▶ _Work to be completed_
Collect every line in the rows below that contains the word "shirt", treating uppercase and lowercase as distinct.

▶ _Extracted material_
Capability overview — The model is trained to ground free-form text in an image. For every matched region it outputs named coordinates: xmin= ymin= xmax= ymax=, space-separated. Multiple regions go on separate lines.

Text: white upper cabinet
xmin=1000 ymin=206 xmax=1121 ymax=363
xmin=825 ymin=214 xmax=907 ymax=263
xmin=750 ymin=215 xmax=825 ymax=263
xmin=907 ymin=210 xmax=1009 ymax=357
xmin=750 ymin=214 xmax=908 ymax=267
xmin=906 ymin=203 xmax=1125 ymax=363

--

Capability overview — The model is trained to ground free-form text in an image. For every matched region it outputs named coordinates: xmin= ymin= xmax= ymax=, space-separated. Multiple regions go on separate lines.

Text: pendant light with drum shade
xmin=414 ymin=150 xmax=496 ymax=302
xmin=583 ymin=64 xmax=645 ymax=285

---

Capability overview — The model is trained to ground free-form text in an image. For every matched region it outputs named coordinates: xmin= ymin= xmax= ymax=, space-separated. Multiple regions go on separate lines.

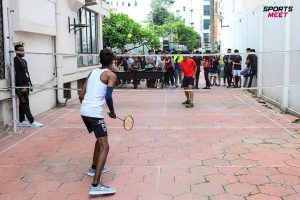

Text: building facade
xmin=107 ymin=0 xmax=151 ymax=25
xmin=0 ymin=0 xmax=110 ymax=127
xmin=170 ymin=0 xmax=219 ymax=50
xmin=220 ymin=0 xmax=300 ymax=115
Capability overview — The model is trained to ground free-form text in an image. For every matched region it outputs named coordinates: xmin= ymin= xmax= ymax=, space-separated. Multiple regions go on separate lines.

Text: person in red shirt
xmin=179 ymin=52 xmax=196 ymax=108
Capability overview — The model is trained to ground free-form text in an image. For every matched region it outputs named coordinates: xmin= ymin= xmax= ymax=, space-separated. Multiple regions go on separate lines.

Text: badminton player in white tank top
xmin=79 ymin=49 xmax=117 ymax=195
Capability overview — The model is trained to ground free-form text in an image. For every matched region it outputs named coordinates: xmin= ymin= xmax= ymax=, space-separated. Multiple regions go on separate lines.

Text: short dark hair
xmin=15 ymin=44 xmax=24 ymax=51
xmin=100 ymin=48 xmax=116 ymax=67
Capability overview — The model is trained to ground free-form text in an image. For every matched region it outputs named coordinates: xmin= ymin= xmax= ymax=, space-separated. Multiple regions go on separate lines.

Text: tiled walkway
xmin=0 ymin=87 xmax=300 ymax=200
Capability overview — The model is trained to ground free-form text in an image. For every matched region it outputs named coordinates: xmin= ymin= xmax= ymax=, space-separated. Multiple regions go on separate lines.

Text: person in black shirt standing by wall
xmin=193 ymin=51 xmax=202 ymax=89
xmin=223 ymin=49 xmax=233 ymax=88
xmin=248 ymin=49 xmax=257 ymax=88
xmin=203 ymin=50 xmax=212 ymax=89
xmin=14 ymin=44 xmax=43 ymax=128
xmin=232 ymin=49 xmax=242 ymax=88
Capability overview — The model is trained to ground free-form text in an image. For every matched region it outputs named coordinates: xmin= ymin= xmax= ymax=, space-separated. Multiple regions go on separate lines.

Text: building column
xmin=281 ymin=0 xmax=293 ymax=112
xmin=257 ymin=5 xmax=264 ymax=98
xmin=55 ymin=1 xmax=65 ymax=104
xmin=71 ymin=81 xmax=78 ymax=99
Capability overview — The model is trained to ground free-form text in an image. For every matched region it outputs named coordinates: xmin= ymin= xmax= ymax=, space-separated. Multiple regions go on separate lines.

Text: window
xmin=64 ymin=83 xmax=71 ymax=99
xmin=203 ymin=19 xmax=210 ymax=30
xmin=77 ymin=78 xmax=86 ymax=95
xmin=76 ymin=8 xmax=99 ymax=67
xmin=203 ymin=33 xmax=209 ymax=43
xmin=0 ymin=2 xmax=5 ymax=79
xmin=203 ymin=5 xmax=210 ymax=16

▶ _Problem solution_
Text: person in red shirt
Text: person in black shirt standing by wall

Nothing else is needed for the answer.